As the shortest possible answer, which I will very explicitly say is subjective, yes.

For a (not even near) complete explanation for why my answer is yes, we would probably already be testing the limits of how many words a readable post can have:
  • "What counts as fixed?", then an opinion on that question.
  • a confusing cascade of things 1.32 fixed from older patches even at-release
  • an answer to include some aspects of the current 1.32 patch that are much improved over Reforged at-release (which is the state that has been the most "documented" by media and hearsay)
  • what is still broken compared to 1.31 (and possibly 1.28; neither of these lists are small)
  • what "could've" (reasonably, and again subjectively) been fixed from even earlier patches but isn't

As a middle ground, I'll present the facts I can come up with at this very moment, distinct merely by being the moment of seeing this post.

"Singleplayer" is fully back, replays work again, saving works again (for some gametypes), HD graphics' shader has been changed to look better, certain abilities' readability got improved in HD, rally point exploit got fixed (niche one, but it was important due to its widespread use in melee), game data size got decreased by about 3-5GB, some missing assets got reincluded in the game data, the World Editor is more stable than at release, ability skins had been getting bug-fixed for the first 4 patches, and MUCH more...

As you can see, even bunched together instead of in neatly separated lines, the list of fixes that the current 1.32 patch has over the 1.32.0 is large, and these are only the fixes I recall now rather than a comprehensive list. (And believe me all the lists get much longer and nicer if you compare to an old patch, Blizzard did actually do quite a few things right even in 1.32.0)
____
TO-DO LIST:
**A.** According to the post, by about how much did the game data size decrease?
**B.** Write out the post word for word from "As the shortest" up to and including "media and hearsay)".
Use only the post above to answer.
____
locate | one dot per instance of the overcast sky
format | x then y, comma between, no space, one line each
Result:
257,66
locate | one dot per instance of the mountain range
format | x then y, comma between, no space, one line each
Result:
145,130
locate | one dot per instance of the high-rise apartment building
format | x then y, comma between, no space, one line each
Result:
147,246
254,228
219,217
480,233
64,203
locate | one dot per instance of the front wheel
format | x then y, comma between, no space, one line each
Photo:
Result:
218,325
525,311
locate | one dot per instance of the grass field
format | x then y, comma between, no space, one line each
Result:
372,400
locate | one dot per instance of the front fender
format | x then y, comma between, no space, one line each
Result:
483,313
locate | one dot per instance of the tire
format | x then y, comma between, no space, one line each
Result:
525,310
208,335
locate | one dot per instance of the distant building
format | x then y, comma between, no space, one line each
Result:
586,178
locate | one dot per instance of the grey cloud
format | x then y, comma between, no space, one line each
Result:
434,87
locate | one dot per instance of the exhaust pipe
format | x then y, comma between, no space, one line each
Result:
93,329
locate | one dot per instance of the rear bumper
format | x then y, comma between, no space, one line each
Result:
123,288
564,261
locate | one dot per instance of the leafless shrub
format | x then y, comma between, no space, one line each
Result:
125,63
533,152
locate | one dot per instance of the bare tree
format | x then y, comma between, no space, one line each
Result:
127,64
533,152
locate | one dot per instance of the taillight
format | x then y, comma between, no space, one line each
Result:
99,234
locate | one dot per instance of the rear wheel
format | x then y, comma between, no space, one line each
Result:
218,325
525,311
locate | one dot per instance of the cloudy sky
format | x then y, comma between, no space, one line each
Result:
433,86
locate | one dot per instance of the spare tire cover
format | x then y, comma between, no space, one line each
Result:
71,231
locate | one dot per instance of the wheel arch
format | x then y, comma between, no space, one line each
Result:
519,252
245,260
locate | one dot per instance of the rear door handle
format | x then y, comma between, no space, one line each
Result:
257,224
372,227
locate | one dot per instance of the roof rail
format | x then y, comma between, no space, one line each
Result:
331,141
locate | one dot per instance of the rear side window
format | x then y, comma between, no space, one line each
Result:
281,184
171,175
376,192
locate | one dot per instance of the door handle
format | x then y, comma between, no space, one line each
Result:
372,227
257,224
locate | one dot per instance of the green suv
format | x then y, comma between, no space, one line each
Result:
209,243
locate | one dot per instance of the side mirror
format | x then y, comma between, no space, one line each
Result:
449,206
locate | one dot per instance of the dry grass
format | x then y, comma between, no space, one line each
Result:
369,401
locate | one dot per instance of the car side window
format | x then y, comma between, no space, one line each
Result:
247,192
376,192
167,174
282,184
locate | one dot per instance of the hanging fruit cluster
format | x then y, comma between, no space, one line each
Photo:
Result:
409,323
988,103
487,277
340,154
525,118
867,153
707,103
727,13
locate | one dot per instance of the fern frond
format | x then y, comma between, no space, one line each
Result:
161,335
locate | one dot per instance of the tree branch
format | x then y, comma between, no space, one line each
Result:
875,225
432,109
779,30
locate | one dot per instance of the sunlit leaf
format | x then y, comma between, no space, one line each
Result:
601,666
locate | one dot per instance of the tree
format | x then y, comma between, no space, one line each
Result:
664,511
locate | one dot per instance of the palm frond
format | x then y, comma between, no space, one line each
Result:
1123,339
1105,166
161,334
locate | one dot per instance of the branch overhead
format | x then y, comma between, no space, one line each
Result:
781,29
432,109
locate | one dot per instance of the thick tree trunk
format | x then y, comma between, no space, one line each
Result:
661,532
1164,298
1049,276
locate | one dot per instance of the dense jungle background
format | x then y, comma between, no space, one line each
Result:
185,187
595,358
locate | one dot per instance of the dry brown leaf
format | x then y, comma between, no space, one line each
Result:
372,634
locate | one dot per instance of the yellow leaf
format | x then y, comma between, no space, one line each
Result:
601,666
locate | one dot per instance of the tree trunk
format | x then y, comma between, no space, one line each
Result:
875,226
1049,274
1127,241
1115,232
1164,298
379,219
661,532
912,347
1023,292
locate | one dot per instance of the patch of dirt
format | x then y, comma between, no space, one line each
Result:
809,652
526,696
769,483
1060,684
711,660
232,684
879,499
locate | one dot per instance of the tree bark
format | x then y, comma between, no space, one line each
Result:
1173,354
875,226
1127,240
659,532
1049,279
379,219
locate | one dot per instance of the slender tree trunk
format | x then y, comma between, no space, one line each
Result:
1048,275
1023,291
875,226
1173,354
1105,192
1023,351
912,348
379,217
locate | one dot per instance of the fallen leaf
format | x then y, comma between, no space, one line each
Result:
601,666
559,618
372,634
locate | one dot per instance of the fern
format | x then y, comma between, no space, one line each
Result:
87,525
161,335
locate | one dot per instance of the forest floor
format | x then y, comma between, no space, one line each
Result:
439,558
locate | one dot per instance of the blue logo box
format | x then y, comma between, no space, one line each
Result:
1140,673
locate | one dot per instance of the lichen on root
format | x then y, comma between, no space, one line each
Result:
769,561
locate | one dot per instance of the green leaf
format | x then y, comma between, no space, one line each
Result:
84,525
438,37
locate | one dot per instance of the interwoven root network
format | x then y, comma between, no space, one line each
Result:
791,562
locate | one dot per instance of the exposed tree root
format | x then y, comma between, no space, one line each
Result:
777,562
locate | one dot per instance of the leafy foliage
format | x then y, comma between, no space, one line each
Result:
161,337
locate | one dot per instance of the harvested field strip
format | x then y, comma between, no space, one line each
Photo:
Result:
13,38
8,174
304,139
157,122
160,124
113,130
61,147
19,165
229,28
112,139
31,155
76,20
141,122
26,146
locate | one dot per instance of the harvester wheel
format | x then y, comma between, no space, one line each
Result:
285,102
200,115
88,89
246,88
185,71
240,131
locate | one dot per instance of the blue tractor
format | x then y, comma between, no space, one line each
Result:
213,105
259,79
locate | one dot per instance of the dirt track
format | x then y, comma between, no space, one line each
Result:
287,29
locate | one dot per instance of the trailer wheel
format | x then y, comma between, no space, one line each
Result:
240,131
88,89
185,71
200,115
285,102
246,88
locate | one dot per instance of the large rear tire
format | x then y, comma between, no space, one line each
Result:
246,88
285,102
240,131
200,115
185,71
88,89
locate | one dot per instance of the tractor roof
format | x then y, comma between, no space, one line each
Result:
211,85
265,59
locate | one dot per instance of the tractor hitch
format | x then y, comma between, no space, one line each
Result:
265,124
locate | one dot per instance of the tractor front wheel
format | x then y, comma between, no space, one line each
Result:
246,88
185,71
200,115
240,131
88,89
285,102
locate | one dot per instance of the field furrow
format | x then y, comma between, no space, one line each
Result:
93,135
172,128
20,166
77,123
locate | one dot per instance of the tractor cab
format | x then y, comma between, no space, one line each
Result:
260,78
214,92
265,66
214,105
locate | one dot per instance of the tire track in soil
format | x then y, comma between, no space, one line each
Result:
____
TASK SOLUTIONS:
**A.** By about 3-5GB.

**B.**
As the shortest possible answer, which I will very explicitly say is subjective, yes.

For a (not even near) complete explanation for why my answer is yes, we would probably already be testing the limits of how many words a readable post can have:
  • "What counts as fixed?", then an opinion on that question.
  • a confusing cascade of things 1.32 fixed from older patches even at-release
  • an answer to include some aspects of the current 1.32 patch that are much improved over Reforged at-release (which is the state that has been the most "documented" by media and hearsay)